Instruction
Locate every line in the records below that contains the string "street" and copy each of those lines. Case counts.

Data extract
===

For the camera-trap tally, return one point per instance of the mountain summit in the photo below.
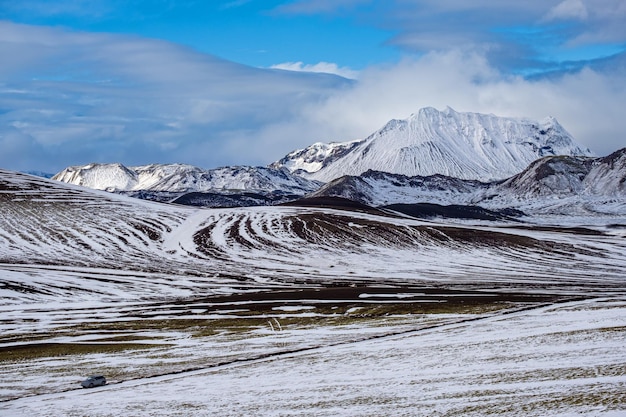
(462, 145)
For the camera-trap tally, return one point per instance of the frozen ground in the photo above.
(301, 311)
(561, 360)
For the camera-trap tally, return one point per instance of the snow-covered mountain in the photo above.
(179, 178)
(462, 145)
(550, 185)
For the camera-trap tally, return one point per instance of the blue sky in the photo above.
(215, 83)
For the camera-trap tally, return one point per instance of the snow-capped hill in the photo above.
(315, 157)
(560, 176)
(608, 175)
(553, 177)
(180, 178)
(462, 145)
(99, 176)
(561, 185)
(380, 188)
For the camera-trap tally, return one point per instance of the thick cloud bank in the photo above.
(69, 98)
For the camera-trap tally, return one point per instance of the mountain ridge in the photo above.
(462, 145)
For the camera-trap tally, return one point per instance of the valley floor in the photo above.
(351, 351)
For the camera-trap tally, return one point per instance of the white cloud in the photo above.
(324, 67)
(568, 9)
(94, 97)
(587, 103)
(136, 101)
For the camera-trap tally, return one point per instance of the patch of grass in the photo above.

===

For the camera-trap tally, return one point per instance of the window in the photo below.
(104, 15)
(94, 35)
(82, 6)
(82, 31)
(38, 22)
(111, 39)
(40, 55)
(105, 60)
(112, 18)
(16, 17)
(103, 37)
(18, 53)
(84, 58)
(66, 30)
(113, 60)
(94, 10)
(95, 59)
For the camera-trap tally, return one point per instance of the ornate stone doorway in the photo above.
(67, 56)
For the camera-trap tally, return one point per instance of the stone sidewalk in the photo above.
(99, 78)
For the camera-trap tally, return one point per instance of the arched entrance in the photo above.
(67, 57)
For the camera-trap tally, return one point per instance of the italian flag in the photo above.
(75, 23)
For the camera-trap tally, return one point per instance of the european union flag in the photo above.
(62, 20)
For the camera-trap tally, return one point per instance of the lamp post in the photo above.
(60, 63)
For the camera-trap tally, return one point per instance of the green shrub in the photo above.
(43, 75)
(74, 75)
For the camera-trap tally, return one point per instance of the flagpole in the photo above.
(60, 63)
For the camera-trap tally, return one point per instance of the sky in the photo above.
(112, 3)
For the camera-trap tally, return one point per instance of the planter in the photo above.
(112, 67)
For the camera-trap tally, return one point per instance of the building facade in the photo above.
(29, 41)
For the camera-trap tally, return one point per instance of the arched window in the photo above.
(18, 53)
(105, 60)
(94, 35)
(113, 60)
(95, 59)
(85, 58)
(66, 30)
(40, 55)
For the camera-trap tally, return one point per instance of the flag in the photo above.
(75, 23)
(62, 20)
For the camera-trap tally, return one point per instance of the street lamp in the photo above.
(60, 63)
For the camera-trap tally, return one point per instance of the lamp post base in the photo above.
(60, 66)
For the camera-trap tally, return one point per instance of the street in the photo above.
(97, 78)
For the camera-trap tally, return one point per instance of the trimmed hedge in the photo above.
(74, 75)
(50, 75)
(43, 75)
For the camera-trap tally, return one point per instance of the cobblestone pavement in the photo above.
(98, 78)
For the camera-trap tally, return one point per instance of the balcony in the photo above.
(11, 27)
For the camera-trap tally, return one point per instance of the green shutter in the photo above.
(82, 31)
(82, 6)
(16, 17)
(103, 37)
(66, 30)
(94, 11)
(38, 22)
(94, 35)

===

Answer to the exercise
For the camera-trap tally, return one point per instance of the street lamp in the photo above.
For the camera-trap tally, return one point per instance of the street in the photo above.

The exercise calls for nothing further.